- [ページ]:
----------------

こんにちは黒猫の美術教室です。
ブログ遅れて申し訳ないです。
絵の制作に全集中していましたので、なかなか書けませんでした。
現在黒猫の美術教室では、作品制作に向けてそれぞれに必要な画力を鍛えております。結構進んできたので少しご紹介したいと思います。
想像以上に長くなってしまいましたので、今回は三名分といたします。
尚、すべて水彩紙に描いている練習段階の絵です。
他の子は書けるときに、何回かに分けてアップしますので、どうぞよろしくお願いいたします。
シマエナガ

皆様シマエナガはご存知でしょうか。
シマエナガは主に北海道に生息する小鳥で、スズメ目エナガ科に属するエナガの亜種で全長は12~14センチと、スズメよりも小さく、日本最小級の小鳥である。(Wikipedia参照)
北海道の大自然に生息する小鳥です。
愛嬌のある顔立ちや表情で、人々を魅了しています。
そんな「シマエナガ」を描くのは小学校六年生です。
画力は、真剣に集中してやればかなり上手いと思います。
真剣に集中してやれば、というのがポイントです。

----------------

- [提示資料]:
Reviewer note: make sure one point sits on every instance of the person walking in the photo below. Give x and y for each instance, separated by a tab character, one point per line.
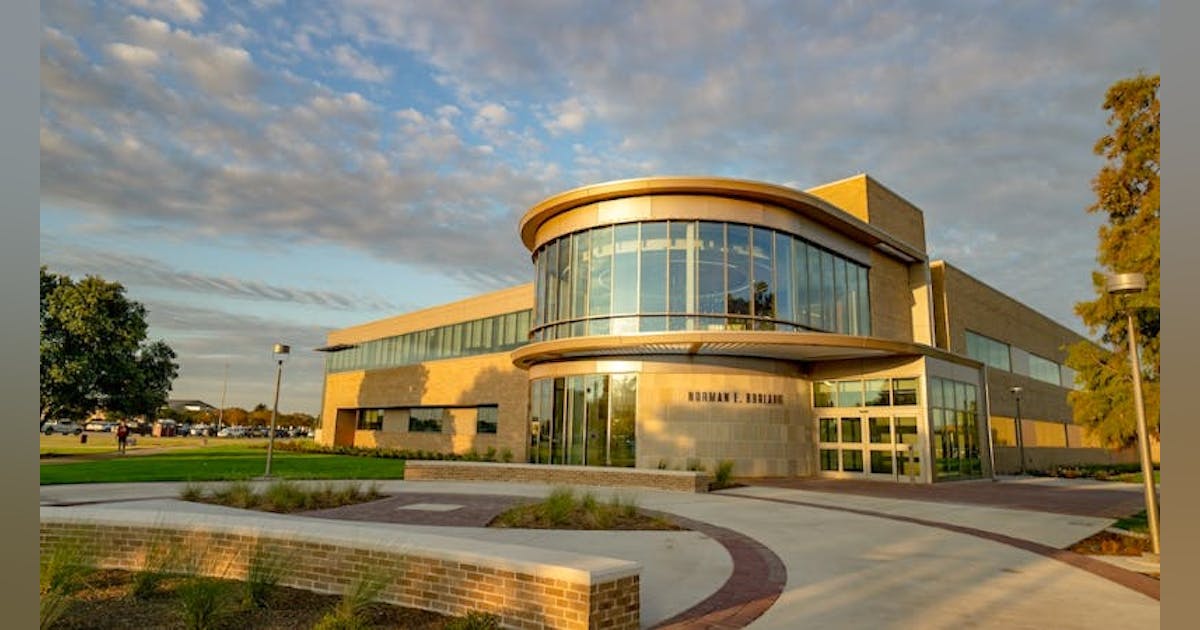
123	437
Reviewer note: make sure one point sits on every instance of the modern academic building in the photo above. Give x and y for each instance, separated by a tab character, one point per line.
681	322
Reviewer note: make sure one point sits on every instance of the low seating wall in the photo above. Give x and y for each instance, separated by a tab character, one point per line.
526	587
582	475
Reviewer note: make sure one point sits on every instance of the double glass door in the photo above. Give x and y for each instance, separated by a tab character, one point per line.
877	445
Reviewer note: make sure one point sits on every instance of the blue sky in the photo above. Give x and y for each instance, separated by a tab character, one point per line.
270	171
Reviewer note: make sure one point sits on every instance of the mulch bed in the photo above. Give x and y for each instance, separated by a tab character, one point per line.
107	605
1111	544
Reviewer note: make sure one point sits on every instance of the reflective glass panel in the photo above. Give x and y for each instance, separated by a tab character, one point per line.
738	269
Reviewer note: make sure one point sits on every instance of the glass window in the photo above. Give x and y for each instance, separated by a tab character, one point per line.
822	394
988	351
1044	370
564	279
624	269
599	285
879	391
880	430
682	263
426	419
784	277
581	251
828	430
841	295
851	430
738	269
881	462
487	419
828	294
762	253
816	316
829	460
552	281
712	268
370	420
654	270
864	303
850	394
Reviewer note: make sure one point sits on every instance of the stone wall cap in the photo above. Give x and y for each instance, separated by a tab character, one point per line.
569	567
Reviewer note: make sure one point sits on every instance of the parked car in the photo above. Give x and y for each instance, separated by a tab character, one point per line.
233	432
66	427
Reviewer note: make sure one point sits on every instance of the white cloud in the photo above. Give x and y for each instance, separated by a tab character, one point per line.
177	10
359	66
568	115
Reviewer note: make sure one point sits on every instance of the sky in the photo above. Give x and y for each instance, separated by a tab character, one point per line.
270	171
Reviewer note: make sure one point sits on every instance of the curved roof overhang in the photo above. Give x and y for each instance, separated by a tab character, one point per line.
802	203
755	345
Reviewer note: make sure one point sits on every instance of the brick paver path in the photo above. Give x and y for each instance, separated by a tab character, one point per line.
757	579
1079	501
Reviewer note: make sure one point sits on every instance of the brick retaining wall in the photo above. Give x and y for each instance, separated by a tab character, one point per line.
425	571
581	475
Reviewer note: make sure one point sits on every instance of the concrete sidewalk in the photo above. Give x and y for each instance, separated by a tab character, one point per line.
843	568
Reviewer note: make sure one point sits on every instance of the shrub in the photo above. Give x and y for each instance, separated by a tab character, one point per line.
724	475
351	610
63	570
203	600
558	507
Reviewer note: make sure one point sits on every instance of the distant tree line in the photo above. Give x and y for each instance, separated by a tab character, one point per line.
261	415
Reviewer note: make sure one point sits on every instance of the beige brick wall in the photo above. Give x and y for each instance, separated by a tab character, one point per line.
469	382
570	475
876	204
521	600
963	303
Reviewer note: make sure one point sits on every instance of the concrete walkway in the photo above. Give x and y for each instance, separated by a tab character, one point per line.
846	559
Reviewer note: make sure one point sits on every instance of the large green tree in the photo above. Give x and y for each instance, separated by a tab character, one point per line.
94	351
1127	193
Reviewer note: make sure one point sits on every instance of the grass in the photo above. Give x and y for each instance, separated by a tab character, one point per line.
282	496
563	510
221	462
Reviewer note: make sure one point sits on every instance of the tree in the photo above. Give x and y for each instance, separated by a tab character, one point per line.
94	354
1127	192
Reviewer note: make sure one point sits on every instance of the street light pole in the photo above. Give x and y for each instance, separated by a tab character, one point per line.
280	351
1125	285
1017	425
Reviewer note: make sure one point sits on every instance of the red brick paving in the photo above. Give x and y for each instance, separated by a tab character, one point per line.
1079	501
756	582
1132	580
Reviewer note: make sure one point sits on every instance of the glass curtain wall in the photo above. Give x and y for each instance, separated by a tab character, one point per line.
954	415
583	420
694	275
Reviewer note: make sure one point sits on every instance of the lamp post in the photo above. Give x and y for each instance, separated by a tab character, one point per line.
281	351
1128	285
1017	425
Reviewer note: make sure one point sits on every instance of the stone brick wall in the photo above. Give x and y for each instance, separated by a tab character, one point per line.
420	576
580	475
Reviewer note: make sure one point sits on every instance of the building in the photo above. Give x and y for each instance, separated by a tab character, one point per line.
679	322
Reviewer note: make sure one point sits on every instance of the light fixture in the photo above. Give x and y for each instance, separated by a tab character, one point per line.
1127	285
281	352
1017	425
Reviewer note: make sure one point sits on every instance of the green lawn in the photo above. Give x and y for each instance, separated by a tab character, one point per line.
219	463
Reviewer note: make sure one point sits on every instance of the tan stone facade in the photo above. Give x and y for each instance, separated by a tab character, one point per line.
727	391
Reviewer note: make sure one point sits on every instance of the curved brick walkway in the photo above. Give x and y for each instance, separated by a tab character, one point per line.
1141	583
757	579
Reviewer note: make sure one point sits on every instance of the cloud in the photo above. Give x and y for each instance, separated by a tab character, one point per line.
175	10
359	66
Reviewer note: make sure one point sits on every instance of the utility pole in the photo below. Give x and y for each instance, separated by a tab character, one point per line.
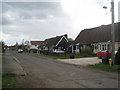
113	32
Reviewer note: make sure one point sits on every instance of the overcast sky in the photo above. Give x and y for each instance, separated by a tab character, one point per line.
41	20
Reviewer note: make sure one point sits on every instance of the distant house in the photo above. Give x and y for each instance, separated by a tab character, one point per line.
34	45
99	38
58	42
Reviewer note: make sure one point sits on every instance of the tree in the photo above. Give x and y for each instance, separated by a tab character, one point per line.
2	46
70	39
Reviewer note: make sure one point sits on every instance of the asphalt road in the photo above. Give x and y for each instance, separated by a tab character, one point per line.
47	73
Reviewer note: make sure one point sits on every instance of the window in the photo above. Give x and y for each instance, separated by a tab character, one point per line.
74	47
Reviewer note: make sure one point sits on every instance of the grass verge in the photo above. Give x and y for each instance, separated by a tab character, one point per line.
9	80
106	67
63	56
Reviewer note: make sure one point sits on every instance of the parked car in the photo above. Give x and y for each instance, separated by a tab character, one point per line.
20	50
103	53
58	51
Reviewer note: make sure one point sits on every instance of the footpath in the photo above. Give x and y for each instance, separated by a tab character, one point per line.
82	61
10	64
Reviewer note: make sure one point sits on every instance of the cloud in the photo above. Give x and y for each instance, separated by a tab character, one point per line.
41	20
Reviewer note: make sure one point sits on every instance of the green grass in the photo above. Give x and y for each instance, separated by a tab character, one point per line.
63	56
9	80
106	67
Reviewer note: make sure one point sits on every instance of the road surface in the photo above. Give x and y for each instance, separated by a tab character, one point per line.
48	73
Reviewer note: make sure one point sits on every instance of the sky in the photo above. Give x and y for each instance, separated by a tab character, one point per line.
41	20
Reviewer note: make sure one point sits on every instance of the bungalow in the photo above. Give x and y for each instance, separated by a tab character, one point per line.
59	42
34	45
99	38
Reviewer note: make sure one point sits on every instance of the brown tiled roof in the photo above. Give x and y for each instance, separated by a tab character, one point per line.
98	34
36	42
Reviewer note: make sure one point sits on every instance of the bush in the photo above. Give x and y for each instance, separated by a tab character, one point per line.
33	50
46	52
87	51
117	57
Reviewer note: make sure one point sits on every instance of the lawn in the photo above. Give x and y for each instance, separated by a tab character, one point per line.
9	80
65	56
106	67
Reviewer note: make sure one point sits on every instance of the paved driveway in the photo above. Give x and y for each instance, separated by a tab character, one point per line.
82	61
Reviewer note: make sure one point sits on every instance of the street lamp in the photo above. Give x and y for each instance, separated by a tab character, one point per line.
112	30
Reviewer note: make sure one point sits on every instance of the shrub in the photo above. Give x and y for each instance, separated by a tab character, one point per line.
33	50
117	57
87	51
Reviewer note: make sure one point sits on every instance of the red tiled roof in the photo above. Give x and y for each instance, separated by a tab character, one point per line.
36	42
98	34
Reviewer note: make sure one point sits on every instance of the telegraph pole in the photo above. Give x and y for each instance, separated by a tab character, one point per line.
113	32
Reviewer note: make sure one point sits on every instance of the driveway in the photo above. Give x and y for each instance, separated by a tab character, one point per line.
82	61
42	72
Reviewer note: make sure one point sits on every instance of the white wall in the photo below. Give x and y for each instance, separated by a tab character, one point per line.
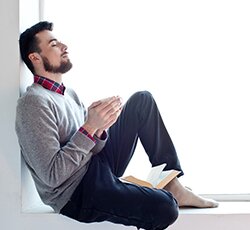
11	216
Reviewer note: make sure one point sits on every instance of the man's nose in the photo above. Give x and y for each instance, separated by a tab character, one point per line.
63	46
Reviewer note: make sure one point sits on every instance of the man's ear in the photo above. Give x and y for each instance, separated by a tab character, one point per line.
34	57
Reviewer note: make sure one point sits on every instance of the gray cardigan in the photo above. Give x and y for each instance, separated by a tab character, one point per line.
56	153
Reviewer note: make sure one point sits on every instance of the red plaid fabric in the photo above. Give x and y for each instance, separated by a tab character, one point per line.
85	132
49	84
56	87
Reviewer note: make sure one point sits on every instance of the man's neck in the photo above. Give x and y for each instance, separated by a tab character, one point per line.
57	77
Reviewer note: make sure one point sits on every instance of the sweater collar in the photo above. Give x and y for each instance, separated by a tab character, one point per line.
49	84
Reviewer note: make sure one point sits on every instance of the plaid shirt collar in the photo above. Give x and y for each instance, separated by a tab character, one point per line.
49	84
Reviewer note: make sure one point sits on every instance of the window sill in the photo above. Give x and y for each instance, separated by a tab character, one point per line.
224	208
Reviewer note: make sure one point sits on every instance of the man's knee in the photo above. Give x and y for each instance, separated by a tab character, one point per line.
167	213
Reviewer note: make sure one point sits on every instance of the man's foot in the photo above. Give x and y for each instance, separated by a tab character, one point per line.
186	198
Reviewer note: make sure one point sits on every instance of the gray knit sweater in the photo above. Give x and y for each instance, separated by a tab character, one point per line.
56	153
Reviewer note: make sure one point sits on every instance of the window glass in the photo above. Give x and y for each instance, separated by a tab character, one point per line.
193	56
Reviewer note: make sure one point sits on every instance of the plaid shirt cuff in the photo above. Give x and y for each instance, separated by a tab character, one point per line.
85	132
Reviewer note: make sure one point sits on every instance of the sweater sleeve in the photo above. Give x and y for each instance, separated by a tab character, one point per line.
37	130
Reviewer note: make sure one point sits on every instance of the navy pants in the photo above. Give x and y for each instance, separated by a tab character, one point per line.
101	196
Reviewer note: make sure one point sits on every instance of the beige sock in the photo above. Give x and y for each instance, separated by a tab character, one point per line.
186	198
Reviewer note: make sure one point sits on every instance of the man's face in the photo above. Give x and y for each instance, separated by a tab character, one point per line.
54	53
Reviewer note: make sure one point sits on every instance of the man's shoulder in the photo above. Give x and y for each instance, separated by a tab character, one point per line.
34	95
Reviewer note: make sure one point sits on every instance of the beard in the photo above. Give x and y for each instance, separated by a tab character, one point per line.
64	67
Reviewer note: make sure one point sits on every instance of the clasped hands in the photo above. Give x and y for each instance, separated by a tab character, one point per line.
102	114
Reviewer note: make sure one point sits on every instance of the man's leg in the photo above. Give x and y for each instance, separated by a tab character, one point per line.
101	196
141	118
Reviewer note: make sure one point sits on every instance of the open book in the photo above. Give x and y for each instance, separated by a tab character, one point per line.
157	178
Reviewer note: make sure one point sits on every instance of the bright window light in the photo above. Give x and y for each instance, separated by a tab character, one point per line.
193	56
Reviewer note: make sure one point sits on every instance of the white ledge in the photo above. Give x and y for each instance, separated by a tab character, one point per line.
223	209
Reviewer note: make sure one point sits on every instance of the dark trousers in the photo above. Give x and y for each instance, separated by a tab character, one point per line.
101	196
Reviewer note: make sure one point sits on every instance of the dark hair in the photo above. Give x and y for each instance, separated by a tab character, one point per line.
29	43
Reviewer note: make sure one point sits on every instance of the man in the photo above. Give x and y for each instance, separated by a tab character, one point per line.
76	156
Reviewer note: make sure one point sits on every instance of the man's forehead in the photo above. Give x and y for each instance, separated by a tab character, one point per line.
45	36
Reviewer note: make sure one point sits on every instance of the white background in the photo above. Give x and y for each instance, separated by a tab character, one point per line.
193	56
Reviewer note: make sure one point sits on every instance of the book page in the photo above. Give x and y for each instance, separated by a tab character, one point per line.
155	173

----------------

- [課題一覧]:
• A. 美術教室のブログで、今回の紹介が三名分にとどめられた理由を、ブログの記述に沿って説明してください。
• B. 美術教室のブログから、「絵の制作に全集中していましたので、なかなか書けませんでした。」を含む語句で始まり「の小鳥である。(Wikipedia参照)」で終わる部分を、一字一句そのまま出力してください。

- [課題ごとの解答]:
• A. 想像以上に長くなってしまったため、今回は三名分としています。ほかの子については、書けるときに何回かに分けてアップするとしています。

• B.
絵の制作に全集中していましたので、なかなか書けませんでした。
現在黒猫の美術教室では、作品制作に向けてそれぞれに必要な画力を鍛えております。結構進んできたので少しご紹介したいと思います。
想像以上に長くなってしまいましたので、今回は三名分といたします。
尚、すべて水彩紙に描いている練習段階の絵です。
他の子は書けるときに、何回かに分けてアップしますので、どうぞよろしくお願いいたします。
シマエナガ

皆様シマエナガはご存知でしょうか。
シマエナガは主に北海道に生息する小鳥で、スズメ目エナガ科に属するエナガの亜種で全長は12~14センチと、スズメよりも小さく、日本最小級の小鳥である。(Wikipedia参照)